___ GIVEN PASSAGE
Visitors entering the forecourt are met by the Chowk Wazir Khan, a restored bazaar square that once supplied the mosque with scribes, bookbinders and calligraphers. Beyond the towering iwan, the inner courtyard opens into a world of colour that feels almost unreal. The mosque is celebrated globally for its kashi kari, the Persian inspired tile mosaic work that covers almost every vertical surface. Cobalt blues, turquoise greens, mustard yellows and iron reds form interlocking floral panels, cypress trees, wine flasks and poetic verses in Persian and Arabic. The four minarets, each around thirty metres tall, were the first of their kind in the subcontinent to be octagonal and tiled right to the very top.

The prayer chamber is divided into five bays beneath a line of shallow domes, and the central mihrab carries elegant Quranic calligraphy attributed to Muhammad Ali of Tabriz, one of the finest calligraphers of his era. The faithful still gather here daily, reciting the same verses read in the presence of Shah Jahan's courtiers almost four centuries ago, invoking blessings upon the Prophet Muhammad peace and blessings be upon him and his family and upon his noble companions may God be pleased with them.

Painstaking conservation led by the Aga Khan Trust for Culture and the Walled City of Lahore Authority has stabilised the minarets, revived faded frescoes and returned the building to its intended brilliance. It remains a living, working mosque, never a museum piece, welcoming worshippers before every adhan across the seasons of the year.
______
AIM OF THE TASK =>
Reproduce the mosque passage between "Painstaking conservation led" and "of the year.", inclusive, swapping "frescoes" for "murals".
___ DATA SECTION
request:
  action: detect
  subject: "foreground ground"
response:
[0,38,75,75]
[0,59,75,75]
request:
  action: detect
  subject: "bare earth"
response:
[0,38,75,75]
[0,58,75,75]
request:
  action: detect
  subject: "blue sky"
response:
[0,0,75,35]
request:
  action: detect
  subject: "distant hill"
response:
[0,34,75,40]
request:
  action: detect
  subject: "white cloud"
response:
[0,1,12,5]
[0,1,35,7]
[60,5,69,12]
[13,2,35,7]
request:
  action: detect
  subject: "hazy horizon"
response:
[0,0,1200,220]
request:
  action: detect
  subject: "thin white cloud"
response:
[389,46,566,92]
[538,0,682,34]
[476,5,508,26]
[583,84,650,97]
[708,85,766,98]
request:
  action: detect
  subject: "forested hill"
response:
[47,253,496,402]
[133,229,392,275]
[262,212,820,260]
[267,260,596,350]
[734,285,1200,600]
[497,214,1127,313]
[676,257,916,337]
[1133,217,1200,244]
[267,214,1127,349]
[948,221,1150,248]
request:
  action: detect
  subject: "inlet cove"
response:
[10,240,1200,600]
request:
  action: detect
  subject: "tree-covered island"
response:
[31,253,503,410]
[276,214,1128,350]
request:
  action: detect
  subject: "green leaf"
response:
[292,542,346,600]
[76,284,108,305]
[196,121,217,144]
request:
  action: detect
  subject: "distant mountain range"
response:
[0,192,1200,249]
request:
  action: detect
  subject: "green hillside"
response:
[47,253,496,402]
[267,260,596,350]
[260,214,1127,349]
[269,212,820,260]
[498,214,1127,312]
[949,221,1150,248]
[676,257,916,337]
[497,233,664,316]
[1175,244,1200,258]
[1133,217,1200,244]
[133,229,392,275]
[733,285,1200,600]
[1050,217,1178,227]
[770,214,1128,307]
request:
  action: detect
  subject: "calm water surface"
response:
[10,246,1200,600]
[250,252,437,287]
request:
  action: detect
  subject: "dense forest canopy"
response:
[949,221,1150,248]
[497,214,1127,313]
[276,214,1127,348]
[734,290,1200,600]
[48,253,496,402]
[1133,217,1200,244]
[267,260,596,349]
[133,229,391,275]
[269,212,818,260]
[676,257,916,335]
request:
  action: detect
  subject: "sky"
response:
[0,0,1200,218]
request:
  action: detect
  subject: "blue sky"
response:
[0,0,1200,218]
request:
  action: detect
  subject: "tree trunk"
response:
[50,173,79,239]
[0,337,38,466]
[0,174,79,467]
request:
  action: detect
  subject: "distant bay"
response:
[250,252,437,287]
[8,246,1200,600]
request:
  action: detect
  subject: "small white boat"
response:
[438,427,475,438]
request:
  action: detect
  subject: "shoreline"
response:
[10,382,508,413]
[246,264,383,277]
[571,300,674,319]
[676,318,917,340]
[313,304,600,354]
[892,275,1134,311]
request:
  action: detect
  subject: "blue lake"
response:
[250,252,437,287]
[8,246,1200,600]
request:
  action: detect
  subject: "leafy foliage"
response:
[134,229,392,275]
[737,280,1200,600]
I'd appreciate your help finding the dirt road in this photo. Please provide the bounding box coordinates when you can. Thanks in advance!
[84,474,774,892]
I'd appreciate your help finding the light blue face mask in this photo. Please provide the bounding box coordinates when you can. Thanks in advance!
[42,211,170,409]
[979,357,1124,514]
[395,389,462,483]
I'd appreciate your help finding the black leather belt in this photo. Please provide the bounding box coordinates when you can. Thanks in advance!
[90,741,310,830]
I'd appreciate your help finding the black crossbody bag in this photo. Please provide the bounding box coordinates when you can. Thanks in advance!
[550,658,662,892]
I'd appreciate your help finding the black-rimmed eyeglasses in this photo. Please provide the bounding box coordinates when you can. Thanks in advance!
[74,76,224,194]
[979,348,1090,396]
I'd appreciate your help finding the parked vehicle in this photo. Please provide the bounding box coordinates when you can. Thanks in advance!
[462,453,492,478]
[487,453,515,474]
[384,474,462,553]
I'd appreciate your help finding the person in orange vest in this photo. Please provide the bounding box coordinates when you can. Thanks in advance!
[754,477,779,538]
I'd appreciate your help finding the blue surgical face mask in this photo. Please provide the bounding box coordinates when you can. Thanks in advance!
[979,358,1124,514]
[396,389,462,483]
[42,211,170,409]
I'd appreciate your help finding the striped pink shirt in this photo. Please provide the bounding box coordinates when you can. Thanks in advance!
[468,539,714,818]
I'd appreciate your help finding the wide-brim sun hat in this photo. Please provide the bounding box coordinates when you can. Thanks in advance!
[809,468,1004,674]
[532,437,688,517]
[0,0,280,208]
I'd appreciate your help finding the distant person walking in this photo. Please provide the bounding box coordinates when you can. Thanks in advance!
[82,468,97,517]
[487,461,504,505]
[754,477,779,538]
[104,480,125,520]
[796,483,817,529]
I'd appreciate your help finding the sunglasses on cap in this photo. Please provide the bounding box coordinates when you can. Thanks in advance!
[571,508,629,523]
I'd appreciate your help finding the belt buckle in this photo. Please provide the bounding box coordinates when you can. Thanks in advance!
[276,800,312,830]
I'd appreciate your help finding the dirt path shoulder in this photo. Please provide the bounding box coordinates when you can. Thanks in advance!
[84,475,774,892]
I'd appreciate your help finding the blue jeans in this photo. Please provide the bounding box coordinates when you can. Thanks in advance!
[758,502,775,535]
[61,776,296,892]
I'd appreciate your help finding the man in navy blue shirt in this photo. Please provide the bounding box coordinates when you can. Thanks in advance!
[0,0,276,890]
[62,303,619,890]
______
WRITTEN SOLUTION =>
Painstaking conservation led by the Aga Khan Trust for Culture and the Walled City of Lahore Authority has stabilised the minarets, revived faded murals and returned the building to its intended brilliance. It remains a living, working mosque, never a museum piece, welcoming worshippers before every adhan across the seasons of the year.